読む抜粋 ::
「でも、30万はウソなんでしょ?」とか「30万人説を否定しただけ」という発言 - Close to the Wall
日本側の行動は批判の外に (6/5追記) - Close to the Wall
この二つの記事で私は南京事件でなぜ「30万人説」がことさらクローズアップされ、「多すぎる」といった反応が起こるのか、ということについて書きました。そこでは中国を象徴的に攻撃する手段として選ばれているのではないか、という考えを元にして、そういう発言を批判したわけですが、それだけで終わりにしていいということではないようです。
正直、この増田さん(AnonymousDiary=増田)に対しては私の二つの記事をもう一度じっくり読んで頂ければ理解して貰えるはずだとも思うのですが、真面目、というかかなり正直に書かれていると思えたのもあって、私も真面目に答えてみたいと思います。
で、増田さんの発言になりますが。
30万人説の否定というのは、個人的には結構よく使っている。なぜかと言えば、「日本人は南京で30万人を虐殺しただろう」って言われるからだよ。中国人に。ちなみに、中国人でなくても、中華系の東南アジア人からも30万人って話が出てきたことがあるので、30万人説は結構幅広く流布している説のような気がする。そう言われたら、とりあえず「1週間で30万人はねぇんじゃねぇの」、って話になるさ。彼の地で日本軍が大勢の中国人を殺したのは事実だし、それを否定するつもりも必要もない。でも、あんまり現実的じゃない数字を勝手に持ち込まれて、「近代戦で特筆すべき残虐行為」みたいなことを言われたら、そこは反論したくもなるだろう。
ここの部分ですが、南京事件の期間が「一週間」というのは無茶な誤解(数ヶ月間です)だということをさておいても、失礼ですがこの下りは私の記事での指摘が妥当であることを示しているように見えます。
このくだりで目に見えるおかしなところは、「30万人の虐殺」に対して、増田さんは「30万人」にのみフォーカスして反論しているところです。30万が20万になっても「近代戦で特筆すべき残虐行為」という評価は揺るがないでしょうし、たとえ30万が20万(20万は有力な学説のひとつです)になったとして、相手側の非難が無効になるのでしょうか。その意味で、これは反論としては成立していません。

指示と条件 :: 南京事件の「30万人説」を論じた文章を、最後の文の後から書き続けてください。 下のリストはここでは使わない。

(データのまとまり)
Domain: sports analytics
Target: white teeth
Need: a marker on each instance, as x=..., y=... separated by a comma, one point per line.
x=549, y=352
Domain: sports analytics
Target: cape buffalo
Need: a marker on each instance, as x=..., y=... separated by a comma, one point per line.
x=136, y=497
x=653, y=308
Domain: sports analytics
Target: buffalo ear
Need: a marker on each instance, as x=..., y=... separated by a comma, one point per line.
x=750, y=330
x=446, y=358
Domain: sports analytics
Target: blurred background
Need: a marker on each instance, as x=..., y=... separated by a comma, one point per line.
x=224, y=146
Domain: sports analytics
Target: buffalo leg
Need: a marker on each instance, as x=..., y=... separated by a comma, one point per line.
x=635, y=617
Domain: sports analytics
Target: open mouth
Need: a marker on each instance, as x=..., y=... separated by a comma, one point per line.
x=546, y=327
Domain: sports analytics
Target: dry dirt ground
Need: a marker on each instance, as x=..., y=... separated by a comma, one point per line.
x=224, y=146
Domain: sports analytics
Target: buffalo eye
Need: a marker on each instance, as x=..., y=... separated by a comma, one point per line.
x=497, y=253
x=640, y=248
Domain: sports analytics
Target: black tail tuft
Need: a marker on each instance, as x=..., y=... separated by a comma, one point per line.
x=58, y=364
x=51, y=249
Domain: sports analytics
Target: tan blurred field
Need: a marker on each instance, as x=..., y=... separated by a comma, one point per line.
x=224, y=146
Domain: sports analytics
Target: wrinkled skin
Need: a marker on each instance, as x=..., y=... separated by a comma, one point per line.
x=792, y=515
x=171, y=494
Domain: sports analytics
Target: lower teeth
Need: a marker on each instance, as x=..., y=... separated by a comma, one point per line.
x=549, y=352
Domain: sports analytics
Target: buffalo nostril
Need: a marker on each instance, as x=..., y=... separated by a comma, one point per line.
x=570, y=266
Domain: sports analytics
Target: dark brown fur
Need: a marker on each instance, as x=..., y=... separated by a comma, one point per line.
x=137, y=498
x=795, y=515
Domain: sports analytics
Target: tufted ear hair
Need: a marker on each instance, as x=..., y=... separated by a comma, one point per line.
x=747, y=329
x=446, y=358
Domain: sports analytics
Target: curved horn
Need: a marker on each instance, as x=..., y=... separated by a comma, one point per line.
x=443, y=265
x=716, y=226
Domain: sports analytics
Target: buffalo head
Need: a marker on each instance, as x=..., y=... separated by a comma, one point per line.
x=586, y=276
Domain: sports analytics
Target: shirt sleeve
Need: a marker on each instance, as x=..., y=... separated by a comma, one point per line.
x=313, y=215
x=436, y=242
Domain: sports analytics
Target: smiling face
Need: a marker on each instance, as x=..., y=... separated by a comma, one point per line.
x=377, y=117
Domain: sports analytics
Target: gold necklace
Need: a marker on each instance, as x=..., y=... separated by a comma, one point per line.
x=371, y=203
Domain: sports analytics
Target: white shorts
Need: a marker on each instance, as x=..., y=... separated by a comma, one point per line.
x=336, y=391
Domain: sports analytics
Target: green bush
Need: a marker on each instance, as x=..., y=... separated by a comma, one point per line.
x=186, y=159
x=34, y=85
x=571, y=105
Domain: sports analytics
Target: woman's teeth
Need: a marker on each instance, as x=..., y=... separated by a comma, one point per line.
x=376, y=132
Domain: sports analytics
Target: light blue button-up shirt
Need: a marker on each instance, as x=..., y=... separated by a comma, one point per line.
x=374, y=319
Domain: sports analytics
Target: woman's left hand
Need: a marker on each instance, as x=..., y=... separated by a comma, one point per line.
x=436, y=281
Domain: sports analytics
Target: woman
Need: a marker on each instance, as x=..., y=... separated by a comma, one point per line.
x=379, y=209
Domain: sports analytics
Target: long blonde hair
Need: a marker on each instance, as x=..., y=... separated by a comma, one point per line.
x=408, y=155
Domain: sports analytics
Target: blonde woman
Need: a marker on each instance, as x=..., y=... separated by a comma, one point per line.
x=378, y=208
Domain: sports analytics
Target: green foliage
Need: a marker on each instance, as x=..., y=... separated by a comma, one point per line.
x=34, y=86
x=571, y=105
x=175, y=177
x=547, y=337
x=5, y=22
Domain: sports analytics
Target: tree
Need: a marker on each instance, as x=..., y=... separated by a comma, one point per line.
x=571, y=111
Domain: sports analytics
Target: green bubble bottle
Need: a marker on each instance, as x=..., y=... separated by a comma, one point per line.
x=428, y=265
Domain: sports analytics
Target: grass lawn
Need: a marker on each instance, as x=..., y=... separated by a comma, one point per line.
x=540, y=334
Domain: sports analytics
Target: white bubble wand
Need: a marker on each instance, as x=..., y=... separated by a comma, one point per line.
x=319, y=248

解答 ::
つまり、増田さんは反論しているのではなく、反撃しています。そしてその攻撃の手段として「30万人説」を持ち出している。もっといえば、否定論の文脈においてそれを持ち出しているということになります。歴史認識を問われたとき、その問いを無効化する手段として否定論は機能する、と以前書いたことがありました。
真の問題は、自分の身に覚えのないことで中国人から戦争責任問題を持ち出されるという、倫理的問いが向けられていることにあるのではないでしょうか。
増田さんは、過去の日本の罪で自分が非難されること自体に反発しているのではないですか? 「30万」だから反発するのではないでしょう。20万でも10万でも、非難の文脈で南京を持ち出されれば、同じように反発するのではないでしょうか。「30万人」かどうかは疑似問題ではないですか?
南京事件などの過去の戦争犯罪について、われわれは特に知らずに日常をおくることは可能です。しかし、いったんそれを何らかのきっかけで知ってしまった場合、その「呼びかけに応えるかどうか」の選択が発生する。すなわち、応答責任が発生するのです。ここで重要なのは、その「呼びかけ」が「謝罪と賠償」などの具体的「言語」を伴わなくても存在しているということです。応答責任は、「言語」と結び付けられているのではなく「存在」と結び付けられている。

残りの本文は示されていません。